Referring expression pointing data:
•••••

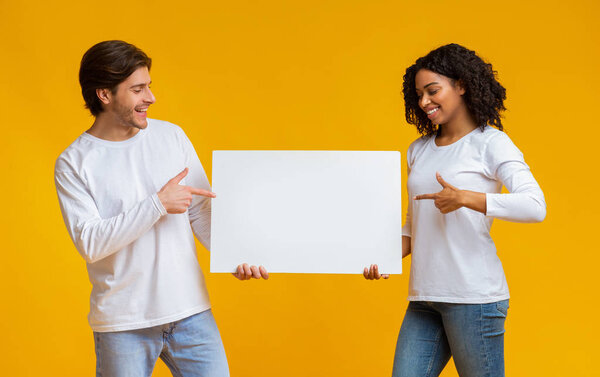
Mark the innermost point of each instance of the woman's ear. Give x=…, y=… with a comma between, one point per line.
x=458, y=84
x=104, y=95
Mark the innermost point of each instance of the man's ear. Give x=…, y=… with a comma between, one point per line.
x=104, y=95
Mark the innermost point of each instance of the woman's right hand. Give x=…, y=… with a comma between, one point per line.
x=372, y=273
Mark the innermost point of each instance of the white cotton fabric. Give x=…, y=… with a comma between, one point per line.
x=453, y=256
x=141, y=261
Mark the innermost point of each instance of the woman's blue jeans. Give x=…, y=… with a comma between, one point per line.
x=473, y=334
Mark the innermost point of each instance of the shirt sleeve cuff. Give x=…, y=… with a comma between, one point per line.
x=406, y=230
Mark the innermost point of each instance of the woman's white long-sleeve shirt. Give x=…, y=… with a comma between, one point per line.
x=453, y=256
x=141, y=261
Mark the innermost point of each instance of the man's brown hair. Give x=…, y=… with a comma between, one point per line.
x=104, y=66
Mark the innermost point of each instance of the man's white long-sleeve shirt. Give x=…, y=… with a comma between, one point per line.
x=453, y=256
x=141, y=261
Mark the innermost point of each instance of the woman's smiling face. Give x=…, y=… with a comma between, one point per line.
x=439, y=96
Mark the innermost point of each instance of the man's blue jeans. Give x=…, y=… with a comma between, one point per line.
x=473, y=334
x=189, y=347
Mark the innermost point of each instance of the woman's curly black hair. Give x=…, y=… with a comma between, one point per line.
x=484, y=96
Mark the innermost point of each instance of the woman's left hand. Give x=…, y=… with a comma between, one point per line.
x=448, y=200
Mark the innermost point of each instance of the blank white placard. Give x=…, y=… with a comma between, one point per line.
x=306, y=211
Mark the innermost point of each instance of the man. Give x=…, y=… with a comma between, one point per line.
x=129, y=189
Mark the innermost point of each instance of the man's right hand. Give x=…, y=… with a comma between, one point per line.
x=372, y=273
x=177, y=198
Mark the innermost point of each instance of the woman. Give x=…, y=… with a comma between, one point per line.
x=457, y=290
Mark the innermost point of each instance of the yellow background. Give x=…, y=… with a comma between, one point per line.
x=303, y=75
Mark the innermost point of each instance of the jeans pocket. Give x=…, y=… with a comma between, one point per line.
x=502, y=307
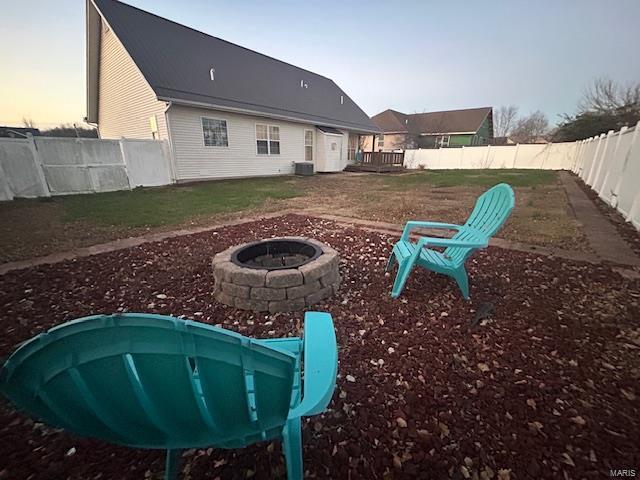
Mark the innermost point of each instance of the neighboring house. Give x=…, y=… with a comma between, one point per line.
x=18, y=132
x=501, y=141
x=225, y=110
x=452, y=128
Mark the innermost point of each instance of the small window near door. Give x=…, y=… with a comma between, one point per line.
x=153, y=123
x=267, y=139
x=443, y=140
x=214, y=132
x=308, y=145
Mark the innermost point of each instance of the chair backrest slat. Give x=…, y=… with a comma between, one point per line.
x=151, y=381
x=490, y=212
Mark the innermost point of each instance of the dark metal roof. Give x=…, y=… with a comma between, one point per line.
x=328, y=129
x=451, y=121
x=176, y=62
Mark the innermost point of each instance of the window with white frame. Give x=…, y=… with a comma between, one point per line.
x=267, y=139
x=214, y=132
x=442, y=140
x=308, y=145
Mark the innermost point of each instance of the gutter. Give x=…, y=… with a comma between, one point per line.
x=172, y=152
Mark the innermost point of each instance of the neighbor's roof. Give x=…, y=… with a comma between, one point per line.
x=176, y=62
x=450, y=121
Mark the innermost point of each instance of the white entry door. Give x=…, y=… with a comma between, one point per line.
x=333, y=148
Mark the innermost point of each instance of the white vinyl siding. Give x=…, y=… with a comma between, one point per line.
x=240, y=159
x=126, y=103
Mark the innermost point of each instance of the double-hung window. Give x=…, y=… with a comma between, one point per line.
x=267, y=139
x=442, y=140
x=308, y=145
x=214, y=132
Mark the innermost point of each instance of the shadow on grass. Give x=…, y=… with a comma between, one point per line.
x=149, y=207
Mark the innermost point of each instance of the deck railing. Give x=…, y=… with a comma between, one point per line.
x=383, y=158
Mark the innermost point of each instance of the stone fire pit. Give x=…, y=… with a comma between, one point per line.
x=276, y=274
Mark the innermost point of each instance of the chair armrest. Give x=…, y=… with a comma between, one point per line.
x=417, y=224
x=320, y=364
x=450, y=242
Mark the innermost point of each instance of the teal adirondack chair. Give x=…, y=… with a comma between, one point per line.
x=492, y=209
x=153, y=381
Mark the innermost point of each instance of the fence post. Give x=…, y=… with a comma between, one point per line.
x=124, y=160
x=595, y=172
x=37, y=160
x=616, y=189
x=596, y=154
x=4, y=183
x=608, y=172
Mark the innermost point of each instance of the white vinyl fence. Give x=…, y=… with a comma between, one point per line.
x=609, y=163
x=44, y=166
x=549, y=156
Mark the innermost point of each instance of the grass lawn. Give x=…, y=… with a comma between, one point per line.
x=40, y=226
x=154, y=207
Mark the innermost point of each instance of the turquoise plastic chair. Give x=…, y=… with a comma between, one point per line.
x=491, y=211
x=152, y=381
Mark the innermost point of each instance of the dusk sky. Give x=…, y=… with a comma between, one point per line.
x=409, y=56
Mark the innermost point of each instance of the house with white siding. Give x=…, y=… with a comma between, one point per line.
x=226, y=111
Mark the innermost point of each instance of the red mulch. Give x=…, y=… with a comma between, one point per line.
x=626, y=230
x=548, y=387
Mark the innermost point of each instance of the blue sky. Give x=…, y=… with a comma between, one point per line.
x=410, y=56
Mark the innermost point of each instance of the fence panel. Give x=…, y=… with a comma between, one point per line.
x=41, y=166
x=148, y=162
x=18, y=164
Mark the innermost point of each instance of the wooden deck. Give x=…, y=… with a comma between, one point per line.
x=379, y=162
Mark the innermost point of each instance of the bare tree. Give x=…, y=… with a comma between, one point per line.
x=609, y=97
x=531, y=128
x=504, y=120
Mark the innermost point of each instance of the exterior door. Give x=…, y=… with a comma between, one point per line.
x=333, y=146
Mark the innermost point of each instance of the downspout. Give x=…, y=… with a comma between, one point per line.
x=172, y=153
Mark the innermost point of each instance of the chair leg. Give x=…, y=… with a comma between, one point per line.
x=404, y=269
x=292, y=447
x=462, y=279
x=172, y=464
x=390, y=262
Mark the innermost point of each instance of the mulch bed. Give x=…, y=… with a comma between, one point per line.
x=626, y=230
x=546, y=387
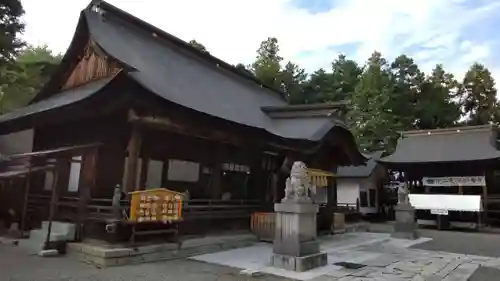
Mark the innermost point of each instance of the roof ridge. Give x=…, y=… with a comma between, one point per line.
x=453, y=130
x=145, y=26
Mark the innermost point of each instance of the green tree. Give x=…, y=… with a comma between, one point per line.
x=318, y=86
x=243, y=69
x=371, y=118
x=407, y=79
x=26, y=76
x=435, y=107
x=292, y=79
x=345, y=77
x=478, y=93
x=266, y=66
x=11, y=27
x=198, y=46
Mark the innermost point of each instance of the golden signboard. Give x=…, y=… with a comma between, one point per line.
x=155, y=205
x=319, y=178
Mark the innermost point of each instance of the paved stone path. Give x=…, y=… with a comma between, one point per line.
x=384, y=259
x=398, y=264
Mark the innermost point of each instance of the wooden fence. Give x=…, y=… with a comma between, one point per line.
x=263, y=225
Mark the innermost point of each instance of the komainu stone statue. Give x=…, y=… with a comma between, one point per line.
x=298, y=186
x=403, y=194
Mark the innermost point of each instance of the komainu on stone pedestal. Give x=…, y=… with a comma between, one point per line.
x=298, y=187
x=406, y=225
x=295, y=246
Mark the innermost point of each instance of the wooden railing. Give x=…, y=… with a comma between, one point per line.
x=101, y=209
x=263, y=225
x=348, y=208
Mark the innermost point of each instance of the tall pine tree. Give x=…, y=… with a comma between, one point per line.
x=371, y=117
x=266, y=66
x=478, y=93
x=435, y=107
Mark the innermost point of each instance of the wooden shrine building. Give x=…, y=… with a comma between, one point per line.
x=451, y=174
x=167, y=115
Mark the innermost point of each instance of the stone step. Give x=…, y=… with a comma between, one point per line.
x=41, y=235
x=68, y=229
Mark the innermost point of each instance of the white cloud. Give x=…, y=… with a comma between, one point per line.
x=233, y=30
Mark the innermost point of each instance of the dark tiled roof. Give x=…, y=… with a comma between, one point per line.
x=187, y=78
x=58, y=100
x=175, y=71
x=446, y=145
x=360, y=171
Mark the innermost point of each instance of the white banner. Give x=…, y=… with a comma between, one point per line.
x=454, y=181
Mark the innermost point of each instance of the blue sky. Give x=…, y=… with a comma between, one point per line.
x=312, y=33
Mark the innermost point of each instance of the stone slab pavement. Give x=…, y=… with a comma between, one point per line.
x=384, y=259
x=17, y=265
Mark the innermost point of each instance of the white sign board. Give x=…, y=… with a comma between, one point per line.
x=454, y=181
x=448, y=202
x=439, y=212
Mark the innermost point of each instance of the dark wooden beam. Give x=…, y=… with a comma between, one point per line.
x=134, y=148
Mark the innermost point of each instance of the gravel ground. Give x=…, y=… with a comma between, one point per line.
x=485, y=274
x=469, y=243
x=17, y=265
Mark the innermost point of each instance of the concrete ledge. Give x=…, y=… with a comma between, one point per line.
x=104, y=256
x=299, y=264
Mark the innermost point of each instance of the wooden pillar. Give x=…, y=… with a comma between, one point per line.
x=27, y=186
x=53, y=200
x=89, y=168
x=134, y=149
x=485, y=203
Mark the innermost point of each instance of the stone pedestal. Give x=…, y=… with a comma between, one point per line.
x=295, y=246
x=406, y=225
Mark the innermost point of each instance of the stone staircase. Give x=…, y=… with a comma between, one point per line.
x=60, y=232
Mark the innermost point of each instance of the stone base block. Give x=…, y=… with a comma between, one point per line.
x=299, y=264
x=405, y=231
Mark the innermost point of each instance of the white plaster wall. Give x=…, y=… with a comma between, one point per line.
x=18, y=142
x=366, y=185
x=347, y=191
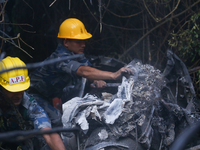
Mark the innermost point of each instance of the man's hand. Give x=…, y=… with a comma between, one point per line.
x=123, y=72
x=98, y=84
x=53, y=140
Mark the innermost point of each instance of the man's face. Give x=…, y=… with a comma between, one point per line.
x=13, y=97
x=76, y=46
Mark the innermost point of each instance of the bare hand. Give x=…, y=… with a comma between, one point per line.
x=98, y=84
x=123, y=71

•••••

◆ Exercise details
Restate the line containing "Mark the innermost point of each instance of the man's face." and every remaining line of the records word for word. Add nothing.

◆ Exercise answer
Mark the innermost point of each instance of the man's face. Give x=…, y=… with a comma between, one point per line.
x=13, y=97
x=76, y=46
Mark the innermost point of each instance of the bare hand. Give x=…, y=… with a comma between, one point per line.
x=98, y=84
x=123, y=71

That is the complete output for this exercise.